§ **Article**:
##############################

I’m a terrible housewife. Seriously.

I have a serious confession. I am a terrible housewife. If I’m being super honest, my husband is better than I am. Just to be clear, here are a list of things I’m terrible at:

  1. Cooking
  2. Doing Laundry
  3. Keeping the house clean
  4. Fixing things
  5. Washing my hair (ironically)
  6. Planning- anything
  7. Doing Laundry

The list goes on and on. And really, keeping the house clean would be so much easier if the other 5 people in my house didn’t live here! Want to know what my husband is good at, all but number 2. Now that I think about it, we’re lucky we ever have any clean laundry! But really, he does it all. He can cook, and I mean really cook! He is the grocery man, the vacation planner, and the budgeter. He showers more often (probably because he has more time) and lately, he has gotten great at learning how to fix more around the house, saving us quite a bit of money. He even asked for a new vacuum for Christmas! Yep- you read that right. Hell, I can barely work the remote half the time! Even my dad says he wishes he could be married to my him!

##############################

§ **Complete the following**:
• A. Could you copy out the whole housekeeping confession, word for word?
• B. In the entries, between the lines holding "Annotate each instance of the jacket" and "Annotate each instance of the laptop", inclusive, could you give only those lines again with "single point" swapped for "one dot" and everything else left unchanged?

§ **Material to process**:
##############################

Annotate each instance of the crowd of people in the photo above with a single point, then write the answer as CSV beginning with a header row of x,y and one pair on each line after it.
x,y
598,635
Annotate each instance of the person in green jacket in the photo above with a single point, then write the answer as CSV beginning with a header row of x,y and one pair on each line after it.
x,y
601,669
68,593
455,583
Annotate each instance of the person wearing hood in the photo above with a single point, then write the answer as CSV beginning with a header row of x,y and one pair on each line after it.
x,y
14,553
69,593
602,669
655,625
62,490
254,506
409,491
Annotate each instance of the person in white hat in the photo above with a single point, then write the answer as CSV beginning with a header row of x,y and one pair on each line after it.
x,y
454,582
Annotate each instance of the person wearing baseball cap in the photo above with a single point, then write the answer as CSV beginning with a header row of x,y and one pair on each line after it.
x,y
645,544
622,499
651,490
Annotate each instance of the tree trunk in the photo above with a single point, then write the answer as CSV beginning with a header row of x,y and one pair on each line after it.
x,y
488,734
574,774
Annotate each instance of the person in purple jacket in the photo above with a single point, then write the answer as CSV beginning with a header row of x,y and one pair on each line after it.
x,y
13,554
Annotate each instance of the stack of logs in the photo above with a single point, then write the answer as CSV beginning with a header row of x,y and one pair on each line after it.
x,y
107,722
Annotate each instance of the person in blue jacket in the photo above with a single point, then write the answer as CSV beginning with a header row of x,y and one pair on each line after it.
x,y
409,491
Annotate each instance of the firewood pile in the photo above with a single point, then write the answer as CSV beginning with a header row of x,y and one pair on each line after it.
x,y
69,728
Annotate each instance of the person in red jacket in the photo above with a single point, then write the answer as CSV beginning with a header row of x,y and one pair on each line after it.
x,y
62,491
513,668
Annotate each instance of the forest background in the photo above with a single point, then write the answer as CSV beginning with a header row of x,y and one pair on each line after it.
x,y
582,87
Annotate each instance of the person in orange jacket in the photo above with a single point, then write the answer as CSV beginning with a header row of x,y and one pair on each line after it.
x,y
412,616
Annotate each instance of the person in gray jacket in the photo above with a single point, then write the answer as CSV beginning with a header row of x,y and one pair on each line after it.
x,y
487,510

##############################

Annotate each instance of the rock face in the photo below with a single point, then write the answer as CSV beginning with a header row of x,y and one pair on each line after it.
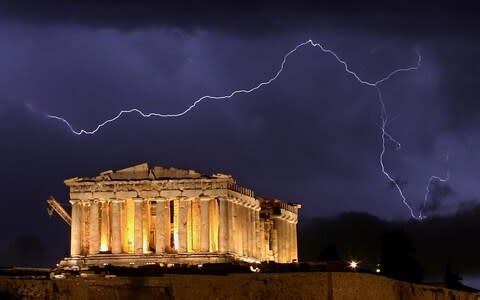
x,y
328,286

##############################

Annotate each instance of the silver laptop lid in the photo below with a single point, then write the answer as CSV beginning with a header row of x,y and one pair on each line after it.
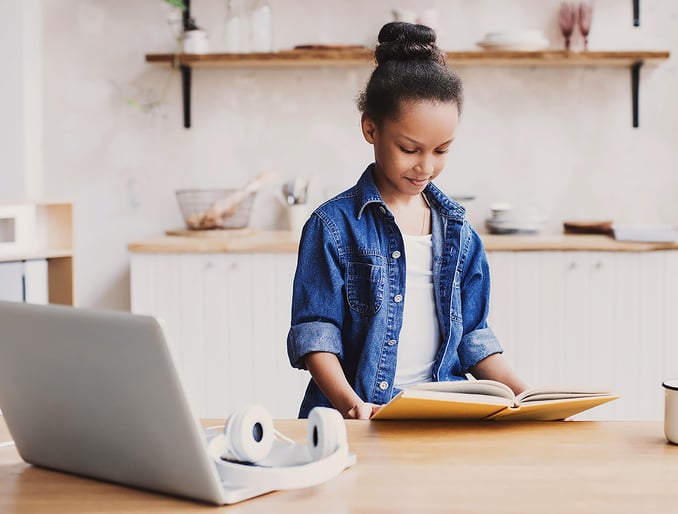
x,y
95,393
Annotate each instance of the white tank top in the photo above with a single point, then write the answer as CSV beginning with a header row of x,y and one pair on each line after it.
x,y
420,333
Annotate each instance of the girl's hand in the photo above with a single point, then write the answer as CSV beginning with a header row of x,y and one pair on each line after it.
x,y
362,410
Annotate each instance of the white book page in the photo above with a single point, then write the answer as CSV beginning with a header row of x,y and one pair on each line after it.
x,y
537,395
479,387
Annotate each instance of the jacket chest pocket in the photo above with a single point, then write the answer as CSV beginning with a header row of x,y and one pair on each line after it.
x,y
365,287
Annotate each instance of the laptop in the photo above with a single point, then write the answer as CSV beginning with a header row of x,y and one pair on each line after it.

##############################

§ **Solution list**:
• A.
I’m a terrible housewife. Seriously.

I have a serious confession. I am a terrible housewife. If I’m being super honest, my husband is better than I am. Just to be clear, here are a list of things I’m terrible at:

  1. Cooking
  2. Doing Laundry
  3. Keeping the house clean
  4. Fixing things
  5. Washing my hair (ironically)
  6. Planning- anything
  7. Doing Laundry

The list goes on and on. And really, keeping the house clean would be so much easier if the other 5 people in my house didn’t live here! Want to know what my husband is good at, all but number 2. Now that I think about it, we’re lucky we ever have any clean laundry! But really, he does it all. He can cook, and I mean really cook! He is the grocery man, the vacation planner, and the budgeter. He showers more often (probably because he has more time) and lately, he has gotten great at learning how to fix more around the house, saving us quite a bit of money. He even asked for a new vacuum for Christmas! Yep- you read that right. Hell, I can barely work the remote half the time! Even my dad says he wishes he could be married to my him!

• B.
Annotate each instance of the jacket chest pocket in the photo above with a one dot, then write the answer as CSV beginning with a header row of x,y and one pair on each line after it.
x,y
365,287
Annotate each instance of the laptop in the photo above with a one dot, then write the answer as CSV beginning with a header row of x,y and one pair on each line after it.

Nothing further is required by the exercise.